§ **Exercise instructions**
Locate each line in the items below that contains the string "shoreline" and copy those lines out in full.

━━━━━━━━

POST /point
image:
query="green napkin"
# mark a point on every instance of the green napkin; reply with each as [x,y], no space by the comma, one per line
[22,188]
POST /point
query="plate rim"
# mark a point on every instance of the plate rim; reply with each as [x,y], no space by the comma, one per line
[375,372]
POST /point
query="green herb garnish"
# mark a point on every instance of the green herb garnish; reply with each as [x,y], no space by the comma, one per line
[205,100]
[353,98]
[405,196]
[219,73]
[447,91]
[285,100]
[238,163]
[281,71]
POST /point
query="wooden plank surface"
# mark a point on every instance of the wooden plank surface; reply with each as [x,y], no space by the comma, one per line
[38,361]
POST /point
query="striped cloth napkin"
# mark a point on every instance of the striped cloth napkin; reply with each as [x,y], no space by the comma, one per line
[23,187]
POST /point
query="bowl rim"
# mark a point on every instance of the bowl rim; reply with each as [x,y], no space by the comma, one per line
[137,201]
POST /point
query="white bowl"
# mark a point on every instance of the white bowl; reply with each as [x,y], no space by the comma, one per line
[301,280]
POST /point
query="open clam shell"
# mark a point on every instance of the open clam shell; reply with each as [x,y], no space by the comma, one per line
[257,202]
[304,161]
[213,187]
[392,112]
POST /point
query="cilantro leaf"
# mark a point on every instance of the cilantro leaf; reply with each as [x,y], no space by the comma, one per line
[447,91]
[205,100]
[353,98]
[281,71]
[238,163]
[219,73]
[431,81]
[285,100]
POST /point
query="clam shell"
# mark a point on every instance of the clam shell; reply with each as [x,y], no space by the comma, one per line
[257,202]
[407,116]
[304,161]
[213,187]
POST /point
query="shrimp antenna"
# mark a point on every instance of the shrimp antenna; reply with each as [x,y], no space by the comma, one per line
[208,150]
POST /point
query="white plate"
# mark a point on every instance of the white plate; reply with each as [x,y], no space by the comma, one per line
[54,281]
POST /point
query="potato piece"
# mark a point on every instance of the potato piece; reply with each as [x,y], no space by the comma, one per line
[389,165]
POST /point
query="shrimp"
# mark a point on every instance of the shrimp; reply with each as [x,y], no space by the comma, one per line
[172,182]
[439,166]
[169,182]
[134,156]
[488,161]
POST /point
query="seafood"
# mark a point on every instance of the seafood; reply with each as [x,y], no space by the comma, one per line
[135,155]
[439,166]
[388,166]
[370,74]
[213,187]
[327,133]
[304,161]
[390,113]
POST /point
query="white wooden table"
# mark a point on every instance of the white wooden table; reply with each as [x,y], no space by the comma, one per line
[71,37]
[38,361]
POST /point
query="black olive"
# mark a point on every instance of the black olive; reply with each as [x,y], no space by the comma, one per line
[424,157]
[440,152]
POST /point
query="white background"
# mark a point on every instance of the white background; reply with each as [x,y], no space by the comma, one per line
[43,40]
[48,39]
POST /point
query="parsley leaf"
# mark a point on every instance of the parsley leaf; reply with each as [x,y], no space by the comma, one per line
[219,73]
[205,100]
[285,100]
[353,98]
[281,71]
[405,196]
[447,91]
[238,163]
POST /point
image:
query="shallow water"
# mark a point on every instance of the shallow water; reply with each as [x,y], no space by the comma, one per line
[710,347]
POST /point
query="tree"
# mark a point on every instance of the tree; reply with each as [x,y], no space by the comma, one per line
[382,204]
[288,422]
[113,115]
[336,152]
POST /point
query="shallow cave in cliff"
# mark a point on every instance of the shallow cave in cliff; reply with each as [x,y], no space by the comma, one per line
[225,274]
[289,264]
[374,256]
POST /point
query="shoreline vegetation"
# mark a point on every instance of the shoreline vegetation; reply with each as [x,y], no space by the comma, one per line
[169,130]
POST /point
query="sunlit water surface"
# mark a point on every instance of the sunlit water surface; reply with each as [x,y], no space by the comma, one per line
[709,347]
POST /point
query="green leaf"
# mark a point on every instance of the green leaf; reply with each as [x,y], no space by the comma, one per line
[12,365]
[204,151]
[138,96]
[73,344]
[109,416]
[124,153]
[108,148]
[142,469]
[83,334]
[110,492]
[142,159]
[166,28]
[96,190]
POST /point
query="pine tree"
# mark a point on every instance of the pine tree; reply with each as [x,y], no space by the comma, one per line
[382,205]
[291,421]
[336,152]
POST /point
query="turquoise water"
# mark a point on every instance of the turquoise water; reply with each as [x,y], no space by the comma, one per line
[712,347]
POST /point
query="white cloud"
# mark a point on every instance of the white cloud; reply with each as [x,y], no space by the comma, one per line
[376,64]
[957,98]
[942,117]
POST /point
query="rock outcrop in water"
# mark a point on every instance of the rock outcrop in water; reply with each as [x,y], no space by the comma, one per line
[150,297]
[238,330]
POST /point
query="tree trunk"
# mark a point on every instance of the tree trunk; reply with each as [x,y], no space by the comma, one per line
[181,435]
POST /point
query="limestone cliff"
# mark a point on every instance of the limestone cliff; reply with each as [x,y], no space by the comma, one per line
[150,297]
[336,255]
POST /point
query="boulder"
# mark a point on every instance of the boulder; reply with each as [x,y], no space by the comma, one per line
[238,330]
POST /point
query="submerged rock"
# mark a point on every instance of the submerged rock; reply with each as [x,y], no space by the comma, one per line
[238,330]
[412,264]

━━━━━━━━

§ **Output below**
query="shoreline vegetation"
# mark a point on every instance of the shoreline vegetation; reply with each as [x,y], no space by the comma, one per line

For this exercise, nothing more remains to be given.